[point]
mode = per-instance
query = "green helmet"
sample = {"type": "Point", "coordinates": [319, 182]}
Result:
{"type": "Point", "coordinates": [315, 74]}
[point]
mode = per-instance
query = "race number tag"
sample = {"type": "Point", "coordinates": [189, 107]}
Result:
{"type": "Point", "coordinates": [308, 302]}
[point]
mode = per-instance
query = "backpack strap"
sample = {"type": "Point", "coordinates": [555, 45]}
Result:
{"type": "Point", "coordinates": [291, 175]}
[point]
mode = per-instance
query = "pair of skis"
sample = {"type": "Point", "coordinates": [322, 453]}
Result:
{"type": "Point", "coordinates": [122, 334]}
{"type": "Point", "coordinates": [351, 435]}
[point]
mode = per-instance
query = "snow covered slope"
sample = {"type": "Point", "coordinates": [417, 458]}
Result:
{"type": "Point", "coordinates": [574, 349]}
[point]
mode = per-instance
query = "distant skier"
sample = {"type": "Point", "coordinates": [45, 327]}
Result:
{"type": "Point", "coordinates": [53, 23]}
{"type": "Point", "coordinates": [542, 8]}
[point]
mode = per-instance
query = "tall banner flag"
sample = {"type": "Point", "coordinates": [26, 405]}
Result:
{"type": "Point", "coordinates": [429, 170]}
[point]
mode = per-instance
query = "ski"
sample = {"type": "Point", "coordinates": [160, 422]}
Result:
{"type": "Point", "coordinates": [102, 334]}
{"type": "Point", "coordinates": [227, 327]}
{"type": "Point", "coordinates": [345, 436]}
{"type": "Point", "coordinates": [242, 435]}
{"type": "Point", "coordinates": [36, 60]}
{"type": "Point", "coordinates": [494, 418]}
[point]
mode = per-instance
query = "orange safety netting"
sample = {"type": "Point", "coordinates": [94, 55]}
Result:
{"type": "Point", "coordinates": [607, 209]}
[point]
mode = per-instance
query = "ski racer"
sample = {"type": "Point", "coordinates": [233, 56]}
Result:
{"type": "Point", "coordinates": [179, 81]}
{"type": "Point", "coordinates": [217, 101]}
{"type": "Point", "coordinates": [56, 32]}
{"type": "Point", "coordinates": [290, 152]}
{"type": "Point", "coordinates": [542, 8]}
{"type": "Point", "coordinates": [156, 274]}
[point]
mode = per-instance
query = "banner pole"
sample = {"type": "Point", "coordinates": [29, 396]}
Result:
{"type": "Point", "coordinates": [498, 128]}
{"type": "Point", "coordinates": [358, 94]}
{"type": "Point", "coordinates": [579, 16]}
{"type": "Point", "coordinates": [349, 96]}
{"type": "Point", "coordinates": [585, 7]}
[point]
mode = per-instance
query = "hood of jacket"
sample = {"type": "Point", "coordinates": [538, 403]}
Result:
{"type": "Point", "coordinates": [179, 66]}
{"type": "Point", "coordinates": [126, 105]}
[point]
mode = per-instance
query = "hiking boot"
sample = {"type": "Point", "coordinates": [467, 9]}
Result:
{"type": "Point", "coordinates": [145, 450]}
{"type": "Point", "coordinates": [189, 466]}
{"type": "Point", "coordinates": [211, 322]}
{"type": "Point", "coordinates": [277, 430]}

------------------------

# Work to be completed
What lines above contain the string "banner"? Copy all of them.

# Result
query = "tall banner flag"
query = "banner pole"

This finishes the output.